§ Stated task
Extract the complete data exactly as given.

**** Provided entries ****

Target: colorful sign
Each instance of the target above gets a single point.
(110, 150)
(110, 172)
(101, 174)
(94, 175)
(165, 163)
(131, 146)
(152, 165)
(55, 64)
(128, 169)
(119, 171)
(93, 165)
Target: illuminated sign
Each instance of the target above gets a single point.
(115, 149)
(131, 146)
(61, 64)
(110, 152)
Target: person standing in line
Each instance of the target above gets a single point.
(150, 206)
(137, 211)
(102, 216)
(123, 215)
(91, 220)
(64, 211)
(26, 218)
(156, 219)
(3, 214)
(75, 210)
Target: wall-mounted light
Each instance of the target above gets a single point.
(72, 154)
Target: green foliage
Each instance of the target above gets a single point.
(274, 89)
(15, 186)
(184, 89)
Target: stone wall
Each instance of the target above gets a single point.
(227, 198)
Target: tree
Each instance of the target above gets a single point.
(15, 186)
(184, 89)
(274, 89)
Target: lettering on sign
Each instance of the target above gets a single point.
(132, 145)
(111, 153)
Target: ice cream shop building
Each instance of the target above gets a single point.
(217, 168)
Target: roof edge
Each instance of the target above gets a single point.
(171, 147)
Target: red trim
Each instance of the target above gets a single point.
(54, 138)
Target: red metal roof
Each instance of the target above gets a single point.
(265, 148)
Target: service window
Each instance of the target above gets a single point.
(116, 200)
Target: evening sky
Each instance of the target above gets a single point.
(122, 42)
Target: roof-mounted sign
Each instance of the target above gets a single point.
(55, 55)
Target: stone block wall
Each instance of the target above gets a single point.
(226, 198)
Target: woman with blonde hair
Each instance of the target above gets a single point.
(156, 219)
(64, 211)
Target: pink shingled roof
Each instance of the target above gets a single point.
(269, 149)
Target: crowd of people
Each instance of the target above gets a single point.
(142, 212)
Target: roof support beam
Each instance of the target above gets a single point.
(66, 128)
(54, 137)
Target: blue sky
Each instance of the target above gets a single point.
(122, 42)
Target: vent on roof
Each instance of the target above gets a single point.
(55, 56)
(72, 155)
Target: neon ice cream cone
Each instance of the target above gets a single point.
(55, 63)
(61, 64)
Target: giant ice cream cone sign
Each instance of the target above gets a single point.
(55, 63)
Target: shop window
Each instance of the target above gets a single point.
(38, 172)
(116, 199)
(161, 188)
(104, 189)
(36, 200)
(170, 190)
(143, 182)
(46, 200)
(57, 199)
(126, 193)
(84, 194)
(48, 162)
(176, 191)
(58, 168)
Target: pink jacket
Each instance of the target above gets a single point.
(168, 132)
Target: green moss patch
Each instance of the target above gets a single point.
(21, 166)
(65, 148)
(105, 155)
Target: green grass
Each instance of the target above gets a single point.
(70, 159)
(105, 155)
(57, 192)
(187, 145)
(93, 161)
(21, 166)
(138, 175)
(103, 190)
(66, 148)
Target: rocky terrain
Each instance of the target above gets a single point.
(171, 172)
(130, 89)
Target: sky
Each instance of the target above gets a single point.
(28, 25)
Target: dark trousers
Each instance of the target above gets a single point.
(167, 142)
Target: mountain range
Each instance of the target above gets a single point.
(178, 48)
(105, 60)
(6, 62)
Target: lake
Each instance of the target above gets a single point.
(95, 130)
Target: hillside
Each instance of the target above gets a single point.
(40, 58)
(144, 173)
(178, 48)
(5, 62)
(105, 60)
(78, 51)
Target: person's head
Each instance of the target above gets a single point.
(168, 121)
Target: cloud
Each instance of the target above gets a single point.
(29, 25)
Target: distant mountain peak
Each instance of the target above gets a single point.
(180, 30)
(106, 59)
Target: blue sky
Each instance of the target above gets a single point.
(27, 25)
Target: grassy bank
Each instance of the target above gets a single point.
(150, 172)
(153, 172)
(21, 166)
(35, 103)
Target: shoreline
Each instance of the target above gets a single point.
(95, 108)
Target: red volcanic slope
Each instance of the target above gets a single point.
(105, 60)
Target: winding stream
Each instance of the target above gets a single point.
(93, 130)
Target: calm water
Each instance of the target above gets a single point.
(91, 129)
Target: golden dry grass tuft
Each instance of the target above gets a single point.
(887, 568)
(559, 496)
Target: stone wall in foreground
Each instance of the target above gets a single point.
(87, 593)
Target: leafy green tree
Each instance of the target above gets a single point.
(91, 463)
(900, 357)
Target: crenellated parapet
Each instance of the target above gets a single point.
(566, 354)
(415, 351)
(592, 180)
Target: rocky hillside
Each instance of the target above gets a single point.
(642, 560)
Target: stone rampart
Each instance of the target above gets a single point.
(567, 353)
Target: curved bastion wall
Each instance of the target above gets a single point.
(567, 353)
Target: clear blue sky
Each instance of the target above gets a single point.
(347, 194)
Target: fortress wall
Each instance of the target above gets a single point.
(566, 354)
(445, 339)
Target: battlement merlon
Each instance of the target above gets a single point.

****

§ Worked solution
Target: colorful sign
Each instance of the target above gets a single point.
(110, 150)
(110, 172)
(101, 174)
(94, 175)
(165, 163)
(131, 146)
(152, 165)
(55, 64)
(128, 169)
(119, 171)
(93, 165)
Target: illuminated sign
Each instance of the target above gets a single point.
(115, 149)
(131, 146)
(61, 64)
(110, 152)
Target: person standing in line
Each instance of the target above gets a single point.
(150, 206)
(137, 211)
(102, 216)
(123, 215)
(91, 220)
(64, 211)
(26, 218)
(156, 219)
(3, 214)
(75, 210)
Target: wall-mounted light
Each instance of the target above gets a single point.
(72, 154)
Target: green foliage
Each instance of the target above gets a single point.
(274, 89)
(15, 186)
(184, 89)
Target: stone wall
Each instance of the target above gets a single point.
(227, 198)
Target: tree
Each instance of the target above gets a single point.
(15, 186)
(184, 89)
(274, 89)
Target: lettering on sign
Each instance of the target above gets a single point.
(132, 145)
(111, 153)
Target: ice cream shop building
Each instance of the target above gets a single point.
(217, 168)
Target: roof edge
Each instance of the target above gets a single point.
(171, 147)
Target: red trim
Each instance of the target above gets a single point.
(54, 138)
Target: red metal roof
Each instance of the target above gets a single point.
(265, 148)
Target: service window
Each instance of the target above gets a single point.
(116, 200)
Target: evening sky
Each instance of the target above gets a single point.
(122, 42)
Target: roof-mounted sign
Each instance of the target above gets a single point.
(55, 55)
Target: stone block wall
Each instance of the target above gets a single point.
(226, 198)
Target: woman with blonde hair
Each instance of the target above gets a single point.
(156, 219)
(64, 211)
Target: pink shingled roof
Each instance of the target above gets a single point.
(269, 149)
Target: crowd of people
Each instance of the target above gets a single point.
(142, 212)
Target: roof support beam
Each instance of the target above gets a single point.
(66, 128)
(54, 137)
Target: blue sky
Each instance of the target above gets a single point.
(122, 42)
Target: vent on roof
Each instance of the target above gets a single point.
(55, 56)
(72, 155)
Target: neon ice cream cone
Each instance of the target above gets a single point.
(55, 63)
(61, 64)
Target: giant ice cream cone sign
Each instance of the target above gets a single point.
(55, 63)
Target: shop window
Each instance of the target above gets a single point.
(38, 172)
(116, 199)
(161, 188)
(104, 189)
(36, 200)
(170, 190)
(143, 182)
(46, 200)
(57, 199)
(126, 193)
(84, 194)
(48, 162)
(176, 191)
(58, 168)
Target: pink jacket
Each instance of the target above gets a single point.
(168, 132)
Target: green moss patch
Each instance of the target above gets a single point.
(21, 166)
(65, 148)
(105, 155)
Target: green grass
Each instance of the target above gets a single point.
(70, 159)
(105, 155)
(57, 192)
(187, 145)
(93, 161)
(21, 166)
(138, 175)
(103, 190)
(66, 148)
Target: rocky terrain
Each instance of the target above gets a single point.
(171, 172)
(130, 89)
Target: sky
Each instance of the target above gets a single point.
(28, 25)
Target: dark trousers
Each instance of the target above gets a single point.
(167, 142)
Target: mountain range
Each instance of the target above gets a single point.
(178, 48)
(105, 60)
(6, 62)
Target: lake
Each instance of the target above gets a single point.
(95, 130)
Target: hillside
Each instance of the target above gets a single point.
(40, 58)
(144, 173)
(178, 48)
(5, 62)
(105, 60)
(78, 51)
Target: person's head
Each instance of the target above gets a single point.
(168, 121)
Target: cloud
Each instance of the target above gets a single point.
(29, 25)
Target: distant mountain peak
Each instance of the target above gets a single point.
(180, 30)
(106, 59)
Target: blue sky
Each instance of the target above gets a single point.
(27, 25)
Target: grassy bank
Each instance of the target above gets a single point.
(150, 172)
(153, 172)
(21, 166)
(35, 103)
Target: shoreline
Each instance of the target above gets a single point.
(95, 108)
Target: red volcanic slope
Each instance of the target above gets a single point.
(105, 60)
Target: winding stream
Each instance of the target above gets a single point.
(93, 130)
Target: calm water
Each instance of the target above gets a single point.
(91, 129)
Target: golden dry grass tuft
Each instance of the target above gets a single point.
(887, 568)
(559, 496)
Target: stone wall in foreground
Each instance of the target above gets a single point.
(87, 593)
Target: leafy green tree
Each instance of the target above gets a single point.
(91, 463)
(900, 357)
Target: crenellated parapet
Each instance of the target above gets a single point.
(566, 354)
(415, 351)
(592, 180)
Target: rocky hillside
Each instance of the target above gets a single point.
(642, 560)
Target: stone rampart
Each instance of the target above gets a single point.
(567, 353)
Target: curved bastion wall
Each instance of the target above gets a single point.
(567, 353)
Target: clear blue sky
Each instance of the target above gets a single point.
(347, 194)
Target: fortress wall
Each instance of the target above gets a single point.
(566, 354)
(445, 339)
Target: battlement merlon
Each instance of the target above gets a single point.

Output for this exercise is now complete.